**Entries shown:**

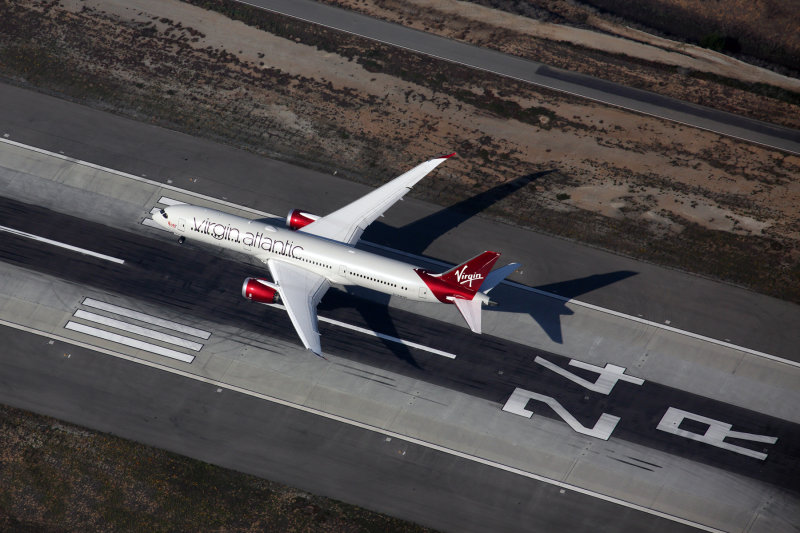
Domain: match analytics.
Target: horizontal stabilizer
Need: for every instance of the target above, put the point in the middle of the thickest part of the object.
(494, 278)
(471, 311)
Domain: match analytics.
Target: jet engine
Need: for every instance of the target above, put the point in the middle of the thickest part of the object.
(261, 291)
(297, 219)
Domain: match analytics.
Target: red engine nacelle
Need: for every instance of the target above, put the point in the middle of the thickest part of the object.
(261, 291)
(297, 219)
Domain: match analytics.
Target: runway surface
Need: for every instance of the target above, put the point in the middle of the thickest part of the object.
(457, 426)
(204, 287)
(538, 74)
(638, 289)
(306, 451)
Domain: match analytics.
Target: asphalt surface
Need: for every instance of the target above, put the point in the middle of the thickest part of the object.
(689, 302)
(289, 446)
(202, 285)
(538, 74)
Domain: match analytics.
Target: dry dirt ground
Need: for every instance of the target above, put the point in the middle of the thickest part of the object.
(637, 185)
(603, 47)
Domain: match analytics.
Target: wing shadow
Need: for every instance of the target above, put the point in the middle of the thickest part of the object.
(416, 236)
(374, 309)
(548, 312)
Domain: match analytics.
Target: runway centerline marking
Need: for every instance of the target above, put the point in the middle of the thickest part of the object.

**Aim of the exercise:**
Leave out the pictures and print every line of the data exactly.

**Full answer:**
Domain: match analytics.
Target: horizontal stabilizer
Need: for every instance of the target above, put the point in the middle of the thickest part of the object.
(494, 278)
(471, 311)
Domain: match analytics.
Target: jet engine
Need: for every instance of the target above, put the point in the middle of the thickest part of the object.
(261, 291)
(297, 219)
Domain: match analytics.
Target: red engine nacelle
Need: for every instance of the target above, put the point in the middle of the thickest part of the object.
(261, 291)
(297, 219)
Domain: match analytics.
Target: runway surface
Need: for every instance of the target above, put the point in the middle of the thickest part of the object.
(457, 426)
(204, 287)
(538, 74)
(638, 289)
(306, 451)
Domain: match analytics.
Target: asphalt surface
Need: for every instance of the target above, put the point in the middle of the thickest part of the object.
(689, 302)
(289, 446)
(202, 285)
(538, 74)
Domain: match analytics.
Target: dry dirt ground
Need: for every instance of the target above, put the point in the middle of the thickest part of the object.
(637, 185)
(603, 47)
Domain: match analytics.
Target: wing shadow
Need: for every instance of the target above, put the point in the middle of the thickest part of the object.
(416, 236)
(374, 309)
(548, 312)
Domain: match analytics.
Target: runway centerline marking
Need: for every instance of the target above, put the point in the middle of the thickest part of the object.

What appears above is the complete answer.